Chaque mardi: Économiques (12 mai 2009)
Pas un jour ne passe sans que l'on évoque les politiques " non conventionnelles " déployées par les banques centrales pour nous sortir de la crise. Essayons d'y voir un peu plus clair.
Que font les banques centrales par temps calme ? Elles se contentent de s'assurer que la masse monétaire croît au même rythme que l'activité économique, de façon à garantir une inflation faible - de l'ordre de 1% ou 2% par an. Concrètement, elles introduisent la monnaie nouvelle en prêtant de l'argent aux banques sur des durées extrêmement courtes - souvent à peine plus de quelques jours. Ces prêts permettent de garantir la solvabilité de l'ensemble du système financier. Les énormes flux de dépôts et de retraits effectués quotidiennement par les ménages et les entreprises ne s'équilibrent en effet jamais parfaitement au jour près pour chaque banque particulière. Ce rôle est traditionnellement plus important en Europe, compte tenu de l'importance prise par les banques dans le financement de l'économie, qui aux Etats-Unis repose davantage sur les marchés financiers.
Qu'ont fait les banques centrales depuis un an ? En gros, elles ont doublé leur taille - un peu plus aux Etats-Unis, et un peu moins en Europe. Jusqu'au début du mois de septembre 2008, les actifs totaux de la Federal Reserve représentaient environ 900 milliards de dollars, soit l'équivalent de 6% du produit intérieur brut (PIB) annuel des Etats-Unis. A la fin du mois de décembre, ils étaient subitement passés à près de 2 300 milliards de dollars, soit 16 points de PIB. On constate une évolution comparable en Europe. Entre septembre et décembre 2008, les actifs de la BCE (Banque centrale européenne) sont passés de 1 400 à 2 100 milliards d'euros, c'est-à-dire de 15 à 23 points de PIB de la zone euro. En l'espace de trois mois, près de 10 points de PIB de nouvelles liquidités ont ainsi été injectées par les banques centrales de part et d'autre de l'Atlantique.

========

Exercice court:
Répondez à ces questions à partir du texte sur les banques centrales.
1. Quelle inflation annuelle les banques centrales cherchent-elles à garantir par temps calme ?
2. Que représentaient les actifs totaux de la Federal Reserve jusqu'au début du mois de septembre 2008 ?
3. Comment les actifs de la BCE ont-ils évolué entre septembre et décembre 2008 ?
Ce matériel provient d'une source distincte du texte.

Enregistrements issus d'un jeu de données:
========

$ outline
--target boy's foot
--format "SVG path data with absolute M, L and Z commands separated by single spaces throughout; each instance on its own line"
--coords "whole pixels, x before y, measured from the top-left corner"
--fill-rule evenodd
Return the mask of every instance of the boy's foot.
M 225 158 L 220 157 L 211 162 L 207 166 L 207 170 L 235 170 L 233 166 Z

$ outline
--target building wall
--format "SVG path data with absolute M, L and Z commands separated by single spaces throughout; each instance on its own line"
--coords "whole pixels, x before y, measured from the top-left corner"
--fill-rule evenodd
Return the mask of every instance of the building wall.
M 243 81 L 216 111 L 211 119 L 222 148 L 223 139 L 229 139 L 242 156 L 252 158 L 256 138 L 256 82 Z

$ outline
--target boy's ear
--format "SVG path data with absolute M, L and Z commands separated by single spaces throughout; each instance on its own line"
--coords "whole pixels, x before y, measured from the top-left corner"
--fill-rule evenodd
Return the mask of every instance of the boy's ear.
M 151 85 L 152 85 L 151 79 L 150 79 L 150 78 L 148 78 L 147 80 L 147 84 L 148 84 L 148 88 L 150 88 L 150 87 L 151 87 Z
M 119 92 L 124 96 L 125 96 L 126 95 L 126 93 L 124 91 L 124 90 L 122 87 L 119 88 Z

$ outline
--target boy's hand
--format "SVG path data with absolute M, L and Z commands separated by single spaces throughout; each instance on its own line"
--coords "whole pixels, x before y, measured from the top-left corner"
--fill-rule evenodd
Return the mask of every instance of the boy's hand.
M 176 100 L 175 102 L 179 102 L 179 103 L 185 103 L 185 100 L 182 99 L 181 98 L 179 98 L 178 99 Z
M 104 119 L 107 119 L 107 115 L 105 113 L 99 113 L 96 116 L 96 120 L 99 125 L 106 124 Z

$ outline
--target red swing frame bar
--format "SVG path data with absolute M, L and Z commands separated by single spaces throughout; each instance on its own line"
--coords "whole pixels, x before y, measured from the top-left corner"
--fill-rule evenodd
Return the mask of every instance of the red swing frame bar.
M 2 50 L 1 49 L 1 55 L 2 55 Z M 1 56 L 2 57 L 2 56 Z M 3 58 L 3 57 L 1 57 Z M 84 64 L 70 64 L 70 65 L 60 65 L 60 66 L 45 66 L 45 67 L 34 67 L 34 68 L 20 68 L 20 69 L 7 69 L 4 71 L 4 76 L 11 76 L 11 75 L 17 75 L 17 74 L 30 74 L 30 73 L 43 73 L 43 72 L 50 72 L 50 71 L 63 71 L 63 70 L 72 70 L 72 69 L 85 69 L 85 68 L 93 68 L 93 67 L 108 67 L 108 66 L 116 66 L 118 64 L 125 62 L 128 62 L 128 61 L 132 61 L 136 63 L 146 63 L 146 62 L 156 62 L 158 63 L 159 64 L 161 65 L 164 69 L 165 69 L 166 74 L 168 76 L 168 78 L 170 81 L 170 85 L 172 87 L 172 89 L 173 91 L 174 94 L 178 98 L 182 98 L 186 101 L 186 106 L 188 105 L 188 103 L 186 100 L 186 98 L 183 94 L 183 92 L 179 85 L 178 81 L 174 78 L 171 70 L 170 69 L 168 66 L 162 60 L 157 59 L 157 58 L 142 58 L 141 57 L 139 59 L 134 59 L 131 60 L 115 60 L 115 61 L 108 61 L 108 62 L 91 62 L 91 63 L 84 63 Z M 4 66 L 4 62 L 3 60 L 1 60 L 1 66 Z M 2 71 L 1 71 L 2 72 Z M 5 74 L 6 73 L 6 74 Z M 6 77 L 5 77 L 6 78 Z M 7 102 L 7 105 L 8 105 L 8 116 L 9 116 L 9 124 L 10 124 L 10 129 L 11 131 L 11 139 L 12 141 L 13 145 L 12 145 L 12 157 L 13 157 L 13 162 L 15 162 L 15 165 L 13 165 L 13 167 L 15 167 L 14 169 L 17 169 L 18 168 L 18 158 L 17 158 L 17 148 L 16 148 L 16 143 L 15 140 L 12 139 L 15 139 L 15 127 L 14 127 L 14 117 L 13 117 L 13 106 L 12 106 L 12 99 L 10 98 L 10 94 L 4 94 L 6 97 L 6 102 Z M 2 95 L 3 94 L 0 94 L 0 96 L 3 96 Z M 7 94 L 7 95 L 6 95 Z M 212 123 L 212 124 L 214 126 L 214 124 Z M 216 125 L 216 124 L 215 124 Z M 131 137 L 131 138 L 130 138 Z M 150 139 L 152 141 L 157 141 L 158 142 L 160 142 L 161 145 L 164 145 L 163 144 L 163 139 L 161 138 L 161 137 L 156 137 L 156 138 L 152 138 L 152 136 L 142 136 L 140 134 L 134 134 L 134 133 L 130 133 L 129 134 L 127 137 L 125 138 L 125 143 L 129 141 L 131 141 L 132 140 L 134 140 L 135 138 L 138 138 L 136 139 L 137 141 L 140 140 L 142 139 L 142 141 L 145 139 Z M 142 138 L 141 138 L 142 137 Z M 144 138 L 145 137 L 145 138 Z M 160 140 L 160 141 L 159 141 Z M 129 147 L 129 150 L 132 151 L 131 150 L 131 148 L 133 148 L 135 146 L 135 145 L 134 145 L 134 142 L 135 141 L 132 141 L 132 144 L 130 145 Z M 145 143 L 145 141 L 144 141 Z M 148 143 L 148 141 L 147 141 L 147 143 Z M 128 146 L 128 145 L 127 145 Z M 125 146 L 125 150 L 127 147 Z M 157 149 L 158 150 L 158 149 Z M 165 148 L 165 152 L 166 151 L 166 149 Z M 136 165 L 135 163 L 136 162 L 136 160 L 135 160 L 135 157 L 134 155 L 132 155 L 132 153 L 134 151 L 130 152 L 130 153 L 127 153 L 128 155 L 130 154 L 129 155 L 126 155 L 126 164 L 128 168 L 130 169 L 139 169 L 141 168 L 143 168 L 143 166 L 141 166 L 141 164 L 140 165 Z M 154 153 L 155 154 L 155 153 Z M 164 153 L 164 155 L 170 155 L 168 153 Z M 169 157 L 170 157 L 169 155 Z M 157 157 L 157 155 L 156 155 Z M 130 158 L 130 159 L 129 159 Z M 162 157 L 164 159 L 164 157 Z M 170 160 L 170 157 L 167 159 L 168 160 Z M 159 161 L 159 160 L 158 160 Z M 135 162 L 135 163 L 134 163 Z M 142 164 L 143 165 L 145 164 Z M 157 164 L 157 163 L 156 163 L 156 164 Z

========

Corrigé de l'exercice:
1. Une inflation faible, de l'ordre de 1 % ou 2 % par an.
2. Environ 900 milliards de dollars, soit l'équivalent de 6 % du PIB annuel des États-Unis.
3. Ils sont passés de 1 400 à 2 100 milliards d'euros, c'est-à-dire de 15 à 23 points de PIB de la zone euro.